[The problem] Copy the rows word for word, starting at the line that contains "subject: man jumping over fire" and ending at the last line of the rows.

[Records for processing]
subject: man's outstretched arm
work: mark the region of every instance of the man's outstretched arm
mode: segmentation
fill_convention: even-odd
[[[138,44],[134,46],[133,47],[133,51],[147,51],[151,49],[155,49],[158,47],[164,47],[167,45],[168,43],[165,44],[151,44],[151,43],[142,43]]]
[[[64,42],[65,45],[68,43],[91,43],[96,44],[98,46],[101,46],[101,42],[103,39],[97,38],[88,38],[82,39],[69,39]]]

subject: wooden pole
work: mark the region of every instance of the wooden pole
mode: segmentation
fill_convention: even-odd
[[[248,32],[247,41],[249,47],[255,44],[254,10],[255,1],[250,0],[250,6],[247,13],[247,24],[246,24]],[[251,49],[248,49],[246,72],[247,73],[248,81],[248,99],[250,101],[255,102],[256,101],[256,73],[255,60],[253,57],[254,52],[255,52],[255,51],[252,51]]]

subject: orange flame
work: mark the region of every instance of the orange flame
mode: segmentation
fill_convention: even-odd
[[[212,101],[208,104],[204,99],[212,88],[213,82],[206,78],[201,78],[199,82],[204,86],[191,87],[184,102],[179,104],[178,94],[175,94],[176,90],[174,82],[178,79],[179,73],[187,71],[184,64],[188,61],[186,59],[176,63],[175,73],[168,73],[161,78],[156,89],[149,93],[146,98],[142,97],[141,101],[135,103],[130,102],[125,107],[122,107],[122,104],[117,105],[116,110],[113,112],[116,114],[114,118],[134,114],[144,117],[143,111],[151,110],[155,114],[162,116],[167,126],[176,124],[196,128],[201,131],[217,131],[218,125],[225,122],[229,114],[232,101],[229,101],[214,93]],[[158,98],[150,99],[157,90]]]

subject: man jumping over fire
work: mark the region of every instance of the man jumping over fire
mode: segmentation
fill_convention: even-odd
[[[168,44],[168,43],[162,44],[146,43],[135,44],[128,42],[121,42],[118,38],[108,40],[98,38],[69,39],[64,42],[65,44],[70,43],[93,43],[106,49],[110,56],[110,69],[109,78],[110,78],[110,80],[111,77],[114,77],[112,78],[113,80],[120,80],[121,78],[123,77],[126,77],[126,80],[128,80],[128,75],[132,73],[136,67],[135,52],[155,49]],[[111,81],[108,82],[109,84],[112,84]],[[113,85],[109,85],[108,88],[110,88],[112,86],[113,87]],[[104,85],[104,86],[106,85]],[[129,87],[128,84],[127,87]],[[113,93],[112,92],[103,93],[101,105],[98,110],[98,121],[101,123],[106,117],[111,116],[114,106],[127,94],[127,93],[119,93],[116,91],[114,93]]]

[Solution for this task]
subject: man jumping over fire
work: mark the region of every instance of the man jumping over fire
mode: segmentation
fill_convention: even-odd
[[[168,44],[168,43],[162,44],[146,43],[135,44],[128,42],[121,42],[118,38],[108,40],[98,38],[69,39],[64,42],[65,44],[70,43],[93,43],[106,49],[110,56],[110,69],[109,78],[110,78],[110,80],[111,77],[114,77],[112,78],[113,80],[120,80],[121,78],[123,77],[126,77],[126,80],[128,80],[128,75],[132,73],[136,67],[135,52],[155,49]],[[111,81],[108,82],[109,84],[112,84]],[[113,85],[109,85],[108,88],[110,88],[112,86],[113,87]],[[104,85],[104,86],[106,85]],[[129,87],[128,84],[127,87]],[[113,93],[112,92],[103,93],[101,105],[98,110],[98,121],[101,123],[106,117],[111,116],[114,106],[127,94],[127,93],[119,93],[116,91],[114,93]]]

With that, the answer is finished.